--- Supplied records ---

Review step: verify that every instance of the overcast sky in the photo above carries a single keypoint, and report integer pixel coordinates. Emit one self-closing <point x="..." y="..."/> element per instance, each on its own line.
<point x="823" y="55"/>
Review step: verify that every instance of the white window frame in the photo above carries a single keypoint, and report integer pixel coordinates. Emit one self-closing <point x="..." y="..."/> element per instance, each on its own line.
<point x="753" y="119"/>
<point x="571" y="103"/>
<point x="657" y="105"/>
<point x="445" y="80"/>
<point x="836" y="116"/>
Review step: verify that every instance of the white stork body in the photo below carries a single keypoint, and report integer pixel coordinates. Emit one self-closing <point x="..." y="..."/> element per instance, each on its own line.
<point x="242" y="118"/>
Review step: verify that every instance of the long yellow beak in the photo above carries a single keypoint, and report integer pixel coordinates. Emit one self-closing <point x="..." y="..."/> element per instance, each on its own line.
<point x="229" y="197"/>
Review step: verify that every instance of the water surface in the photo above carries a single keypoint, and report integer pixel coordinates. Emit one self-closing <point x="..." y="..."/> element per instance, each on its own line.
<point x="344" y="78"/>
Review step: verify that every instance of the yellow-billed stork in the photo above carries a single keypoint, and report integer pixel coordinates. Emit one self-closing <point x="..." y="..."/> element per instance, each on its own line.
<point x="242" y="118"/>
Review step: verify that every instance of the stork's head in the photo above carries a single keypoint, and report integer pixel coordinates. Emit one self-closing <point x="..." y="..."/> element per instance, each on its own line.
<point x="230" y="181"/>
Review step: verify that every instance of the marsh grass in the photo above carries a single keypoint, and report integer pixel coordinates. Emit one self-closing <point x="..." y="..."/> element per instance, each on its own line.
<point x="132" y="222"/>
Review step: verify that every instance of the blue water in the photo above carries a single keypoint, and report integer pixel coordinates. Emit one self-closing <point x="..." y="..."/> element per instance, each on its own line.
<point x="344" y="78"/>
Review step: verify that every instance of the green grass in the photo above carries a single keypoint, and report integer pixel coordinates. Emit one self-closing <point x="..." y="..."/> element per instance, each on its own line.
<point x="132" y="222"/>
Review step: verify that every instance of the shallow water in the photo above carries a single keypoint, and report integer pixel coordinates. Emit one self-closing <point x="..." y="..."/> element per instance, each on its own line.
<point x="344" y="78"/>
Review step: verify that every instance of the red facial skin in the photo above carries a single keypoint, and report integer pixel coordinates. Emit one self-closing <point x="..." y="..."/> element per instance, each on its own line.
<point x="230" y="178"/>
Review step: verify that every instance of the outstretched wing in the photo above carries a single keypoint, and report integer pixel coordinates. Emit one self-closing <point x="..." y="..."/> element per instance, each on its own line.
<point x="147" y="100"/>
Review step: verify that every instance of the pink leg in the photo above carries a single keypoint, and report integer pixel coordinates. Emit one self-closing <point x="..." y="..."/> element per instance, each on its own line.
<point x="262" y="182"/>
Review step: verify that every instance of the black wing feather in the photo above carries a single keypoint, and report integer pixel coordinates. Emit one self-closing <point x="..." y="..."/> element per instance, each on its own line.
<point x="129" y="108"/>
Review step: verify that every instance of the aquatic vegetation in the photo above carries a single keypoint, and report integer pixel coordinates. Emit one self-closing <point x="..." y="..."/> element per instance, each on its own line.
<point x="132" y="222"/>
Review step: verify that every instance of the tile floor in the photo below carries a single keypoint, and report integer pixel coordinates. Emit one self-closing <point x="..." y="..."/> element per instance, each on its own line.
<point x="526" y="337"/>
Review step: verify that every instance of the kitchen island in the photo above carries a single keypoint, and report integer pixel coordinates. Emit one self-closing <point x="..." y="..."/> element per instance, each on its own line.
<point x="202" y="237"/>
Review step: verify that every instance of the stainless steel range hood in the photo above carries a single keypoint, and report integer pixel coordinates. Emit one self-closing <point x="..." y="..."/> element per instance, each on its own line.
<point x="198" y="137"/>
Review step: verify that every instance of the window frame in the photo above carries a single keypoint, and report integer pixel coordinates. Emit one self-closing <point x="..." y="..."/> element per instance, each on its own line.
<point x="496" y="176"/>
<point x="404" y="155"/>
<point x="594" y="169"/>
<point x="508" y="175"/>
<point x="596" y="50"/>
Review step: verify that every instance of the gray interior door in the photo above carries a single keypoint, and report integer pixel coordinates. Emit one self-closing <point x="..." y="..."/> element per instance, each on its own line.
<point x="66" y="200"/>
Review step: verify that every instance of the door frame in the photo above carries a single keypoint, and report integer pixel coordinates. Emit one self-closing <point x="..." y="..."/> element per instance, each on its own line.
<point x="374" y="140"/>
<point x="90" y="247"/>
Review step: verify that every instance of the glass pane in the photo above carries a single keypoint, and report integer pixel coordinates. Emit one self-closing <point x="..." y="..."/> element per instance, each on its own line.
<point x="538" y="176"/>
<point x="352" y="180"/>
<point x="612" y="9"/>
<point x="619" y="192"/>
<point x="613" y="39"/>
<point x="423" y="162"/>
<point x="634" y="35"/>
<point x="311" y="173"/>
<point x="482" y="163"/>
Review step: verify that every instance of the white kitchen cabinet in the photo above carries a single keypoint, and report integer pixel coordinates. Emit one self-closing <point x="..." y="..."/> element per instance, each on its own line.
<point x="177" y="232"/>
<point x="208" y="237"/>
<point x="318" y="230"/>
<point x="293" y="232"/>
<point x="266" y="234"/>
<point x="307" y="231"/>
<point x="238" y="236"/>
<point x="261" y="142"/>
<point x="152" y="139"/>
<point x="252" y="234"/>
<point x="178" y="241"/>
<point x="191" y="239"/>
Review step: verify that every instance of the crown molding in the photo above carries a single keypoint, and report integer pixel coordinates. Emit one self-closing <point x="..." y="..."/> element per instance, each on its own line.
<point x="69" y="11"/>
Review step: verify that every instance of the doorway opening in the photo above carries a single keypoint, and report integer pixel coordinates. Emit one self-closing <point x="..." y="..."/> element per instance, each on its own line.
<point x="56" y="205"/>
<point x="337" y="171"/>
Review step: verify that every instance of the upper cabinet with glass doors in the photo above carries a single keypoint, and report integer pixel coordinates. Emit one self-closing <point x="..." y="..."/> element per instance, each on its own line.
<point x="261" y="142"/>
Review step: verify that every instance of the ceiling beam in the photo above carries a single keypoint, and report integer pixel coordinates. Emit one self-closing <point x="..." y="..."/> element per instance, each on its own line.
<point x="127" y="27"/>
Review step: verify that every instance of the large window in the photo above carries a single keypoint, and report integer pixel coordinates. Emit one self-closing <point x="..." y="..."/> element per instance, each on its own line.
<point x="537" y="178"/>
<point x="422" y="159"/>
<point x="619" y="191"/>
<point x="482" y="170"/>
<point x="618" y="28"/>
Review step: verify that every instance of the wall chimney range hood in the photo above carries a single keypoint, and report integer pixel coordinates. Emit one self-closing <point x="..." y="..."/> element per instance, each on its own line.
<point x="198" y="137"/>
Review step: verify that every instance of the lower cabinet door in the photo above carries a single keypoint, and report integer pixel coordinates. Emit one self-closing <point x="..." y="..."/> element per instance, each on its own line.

---

Exercise details: Please make an exact copy of each record.

Reply to the exercise:
Review step: verify that every instance of the overcast sky in the photo above carries a single keypoint, and report integer pixel coordinates. Emit one self-closing <point x="..." y="..."/> element per instance, each on its own line.
<point x="823" y="55"/>
Review step: verify that every instance of the white window frame in the photo above carries a single keypoint, and report integer pixel coordinates. Emit one self-closing <point x="..." y="..."/> element per instance, each on its own line.
<point x="753" y="119"/>
<point x="571" y="103"/>
<point x="657" y="105"/>
<point x="445" y="80"/>
<point x="836" y="116"/>
Review step: verify that every instance of the white stork body in the photo below carries a single keypoint, and report integer pixel coordinates. Emit one self-closing <point x="..." y="..."/> element per instance, each on its own line.
<point x="242" y="118"/>
Review step: verify that every instance of the long yellow beak in the photo above carries a single keypoint, and report integer pixel coordinates. Emit one self-closing <point x="..." y="..."/> element per instance, each on its own line.
<point x="229" y="197"/>
Review step: verify that every instance of the water surface in the photo above carries a single keypoint, and report integer pixel coordinates. Emit one self-closing <point x="..." y="..."/> element per instance, each on its own line.
<point x="344" y="78"/>
Review step: verify that every instance of the yellow-billed stork in the photo above carries a single keypoint, and report integer pixel coordinates. Emit one self-closing <point x="..." y="..."/> element per instance, each on its own line.
<point x="242" y="118"/>
Review step: verify that every instance of the stork's head in the photo above carries a single keypoint, and report integer pixel coordinates. Emit one self-closing <point x="..." y="..."/> element per instance, each on its own line.
<point x="230" y="181"/>
Review step: verify that every instance of the marsh grass in the photo above carries a single keypoint, and report integer pixel coordinates. Emit one self-closing <point x="..." y="..."/> element per instance, each on its own line.
<point x="132" y="222"/>
Review step: verify that every instance of the blue water in the photo above carries a single keypoint, and report integer pixel coordinates. Emit one self-closing <point x="..." y="..."/> element per instance, each on its own line.
<point x="344" y="78"/>
Review step: verify that every instance of the green grass in the photo above carries a single keypoint, and report integer pixel coordinates. Emit one self-closing <point x="..." y="..."/> element per instance, each on its own line.
<point x="132" y="222"/>
Review step: verify that every instance of the shallow water in the photo above carries a single keypoint, and report integer pixel coordinates. Emit one self-closing <point x="..." y="..."/> element per instance, each on its own line.
<point x="344" y="78"/>
Review step: verify that every instance of the red facial skin in the photo above carries a single keypoint, and report integer pixel coordinates. Emit one self-closing <point x="..." y="..."/> element per instance, each on its own line.
<point x="230" y="178"/>
Review step: verify that every instance of the outstretched wing in the photo above carries a single keypoint, and report integer pixel coordinates. Emit one self-closing <point x="..." y="..."/> element per instance, each on its own line.
<point x="147" y="100"/>
Review step: verify that every instance of the pink leg in the photo above carries a single keypoint, and report integer pixel coordinates. Emit one self-closing <point x="..." y="..."/> element per instance, each on its own line.
<point x="262" y="182"/>
Review step: verify that every instance of the black wing feather in the photo above carries a single keypoint, and report integer pixel coordinates. Emit one self-closing <point x="..." y="..."/> element per instance, each on its own line.
<point x="129" y="108"/>
Review step: verify that every instance of the aquatic vegetation in the photo above carries a single keypoint, and report integer pixel coordinates. Emit one self-closing <point x="..." y="..."/> element per instance, each on its own line.
<point x="132" y="222"/>
Review step: verify that every instance of the tile floor in the photo below carries a single keypoint, and report integer pixel coordinates. Emit one self-closing <point x="..." y="..."/> element per instance, each on its own line.
<point x="526" y="337"/>
Review step: verify that every instance of the kitchen island in the photo above carries a single keypoint, and report integer pixel coordinates. Emit one self-closing <point x="..." y="..."/> element per instance, each on its own line.
<point x="202" y="237"/>
Review step: verify that every instance of the stainless steel range hood in the photo above carries a single keypoint, and report integer pixel coordinates. Emit one self-closing <point x="..." y="..."/> element per instance, each on its own line.
<point x="198" y="137"/>
Review step: verify that every instance of the window frame in the photo above carries a single keypoint, and report integer pixel coordinates. Emit one self-closing <point x="..." y="..."/> element per instance, each on its own line.
<point x="496" y="176"/>
<point x="404" y="155"/>
<point x="594" y="169"/>
<point x="508" y="175"/>
<point x="596" y="50"/>
Review step: verify that every instance of the gray interior door in the photo above carries a single keypoint, and report integer pixel coordinates. Emit one self-closing <point x="..." y="..."/> element per instance, each on its own line.
<point x="66" y="200"/>
Review step: verify that every instance of the door frame in the photo above carries a single keypoint, and report integer pixel coordinates. Emit one self-closing <point x="..." y="..."/> element per instance, each on its own line.
<point x="374" y="140"/>
<point x="90" y="247"/>
Review step: verify that every instance of the glass pane in the photo above carries a single keypoint, and report integer pixel coordinates. Emit one self-closing <point x="..." y="..."/> element per instance, each on its own line.
<point x="538" y="176"/>
<point x="352" y="180"/>
<point x="612" y="9"/>
<point x="619" y="192"/>
<point x="613" y="39"/>
<point x="423" y="162"/>
<point x="634" y="35"/>
<point x="311" y="173"/>
<point x="482" y="163"/>
Review step: verify that every instance of the white kitchen cabinet in the photo above carries a single keypoint, and report integer pixel coordinates. Emit one self-closing <point x="..." y="..."/> element per instance, each on its own line.
<point x="177" y="232"/>
<point x="208" y="237"/>
<point x="318" y="230"/>
<point x="293" y="232"/>
<point x="266" y="234"/>
<point x="307" y="231"/>
<point x="238" y="236"/>
<point x="261" y="142"/>
<point x="152" y="139"/>
<point x="252" y="234"/>
<point x="178" y="241"/>
<point x="191" y="239"/>
Review step: verify that every instance of the crown molding in the photo above carries a single keypoint, and report integer pixel coordinates. Emit one self-closing <point x="..." y="..."/> element per instance, each on its own line.
<point x="69" y="11"/>
Review step: verify that every instance of the doorway opening in the photo above carries a single keypoint, and report integer pixel coordinates. Emit one self-closing <point x="..." y="..."/> element per instance, each on its own line.
<point x="56" y="205"/>
<point x="337" y="171"/>
Review step: verify that every instance of the upper cabinet with glass doors in the photo above carries a single keypoint, and report integer pixel coordinates. Emit one self-closing <point x="..." y="..."/> element per instance, each on its own line.
<point x="261" y="142"/>
Review step: verify that every instance of the ceiling beam in the photo above carries a single keypoint, and report integer pixel coordinates. Emit one self-closing <point x="..." y="..."/> element per instance, each on its own line.
<point x="127" y="27"/>
Review step: verify that every instance of the large window in the photo above carries a single keypoint, and report integer pixel coordinates. Emit one self-closing <point x="..." y="..."/> element per instance, each on its own line.
<point x="537" y="178"/>
<point x="422" y="159"/>
<point x="619" y="191"/>
<point x="482" y="170"/>
<point x="618" y="28"/>
Review step: verify that every instance of the wall chimney range hood in the photo above carries a single keypoint, and report integer pixel coordinates. Emit one self-closing <point x="..." y="..."/> element per instance, each on its own line.
<point x="198" y="137"/>
Review step: verify that every instance of the lower cabinet door in the photo above carries a single keypoint, and report integer pixel coordinates. Emit one self-closing <point x="..." y="..."/> element per instance, each on its own line.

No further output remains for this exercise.